• Job a: Please count how many lines of the entries contain the word "white", and give only that number.

• Source:
--- start ---

Farquhar is a chief investigator in the ANU-administered A$22-million ($19.4 million) Australian Research Centre of Excellence for Translational Photosynthesis that was announced in December, in which CSIRO is a key partner.
The only other Australian to have won the Rank Prize in nutrition was Hal Hatch from CSIRO Plant Industry. Hatch was awarded the prize in 1981 for his work in co-researching the C4 pathway of photosynthesis.
"On a global scale, water limitation is probably the biggest limitation to agriculture production, so we think there`s probably quite a wide applicability to other crops as well," Farquhar said.
Richards said he was delighted to share the international prize with someone he has known since high school.
"Apart from providing a great buzz to be working with such a wonderful colleague and friend, it also demonstrates the huge importance of forming and nurturing strong collaborations between fundamental and applied research to benefit society," Richards said.

--- end ---

• Extracted material:
--- start ---

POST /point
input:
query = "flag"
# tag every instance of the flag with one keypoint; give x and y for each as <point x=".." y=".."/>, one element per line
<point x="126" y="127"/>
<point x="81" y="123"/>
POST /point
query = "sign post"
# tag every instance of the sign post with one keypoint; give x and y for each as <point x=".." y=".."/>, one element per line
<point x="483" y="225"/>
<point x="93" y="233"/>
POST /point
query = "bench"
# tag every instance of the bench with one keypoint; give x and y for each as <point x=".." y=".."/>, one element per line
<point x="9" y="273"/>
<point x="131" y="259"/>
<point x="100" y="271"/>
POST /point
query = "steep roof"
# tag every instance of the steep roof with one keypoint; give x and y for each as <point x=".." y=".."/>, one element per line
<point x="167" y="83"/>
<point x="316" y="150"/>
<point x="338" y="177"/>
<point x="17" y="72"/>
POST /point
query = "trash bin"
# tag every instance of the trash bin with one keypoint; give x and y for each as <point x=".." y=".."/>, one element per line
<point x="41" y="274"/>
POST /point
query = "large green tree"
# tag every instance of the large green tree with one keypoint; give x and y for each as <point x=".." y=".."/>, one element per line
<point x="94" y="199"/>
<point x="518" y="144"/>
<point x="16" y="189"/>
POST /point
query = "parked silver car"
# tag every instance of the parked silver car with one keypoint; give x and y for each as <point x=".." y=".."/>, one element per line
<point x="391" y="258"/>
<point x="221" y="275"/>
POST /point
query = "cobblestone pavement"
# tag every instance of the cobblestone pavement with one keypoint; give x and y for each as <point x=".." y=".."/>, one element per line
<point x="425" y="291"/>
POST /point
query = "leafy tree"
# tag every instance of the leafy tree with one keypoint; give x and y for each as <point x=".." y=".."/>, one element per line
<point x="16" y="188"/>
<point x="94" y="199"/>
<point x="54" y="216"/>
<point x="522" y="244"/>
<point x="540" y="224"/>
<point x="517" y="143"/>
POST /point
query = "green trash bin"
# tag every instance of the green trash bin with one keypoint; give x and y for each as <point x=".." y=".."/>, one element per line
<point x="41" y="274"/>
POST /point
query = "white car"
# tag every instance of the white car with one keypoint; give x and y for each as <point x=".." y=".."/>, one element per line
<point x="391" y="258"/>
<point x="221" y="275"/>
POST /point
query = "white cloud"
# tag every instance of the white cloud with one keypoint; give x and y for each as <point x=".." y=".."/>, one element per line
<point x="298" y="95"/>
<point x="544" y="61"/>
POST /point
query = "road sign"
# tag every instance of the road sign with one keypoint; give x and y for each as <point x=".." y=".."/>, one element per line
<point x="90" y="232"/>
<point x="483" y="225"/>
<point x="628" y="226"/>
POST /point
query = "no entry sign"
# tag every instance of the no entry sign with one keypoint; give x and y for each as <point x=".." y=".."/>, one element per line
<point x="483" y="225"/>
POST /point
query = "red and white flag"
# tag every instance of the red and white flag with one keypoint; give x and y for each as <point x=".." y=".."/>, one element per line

--- end ---

• Job b: Carry on the text about the Rank Prize shared by Farquhar and Richards, starting after its last sentence.

• Task result a: 6

• Task result b:
The prize also demonstrates Australia`s international leadership in plant science, he said.
"It is critical that Australia maintains a significant research investment in agricultural sciences as food security and depleted water shortages for agriculture are two of the most important issues we face globally," he said.
Farquhar and Richards will be presented their prize, which includes 80,000 pounds ($1.32 million), by Britain`s former minister for science Lord Waldegrave Feb 10.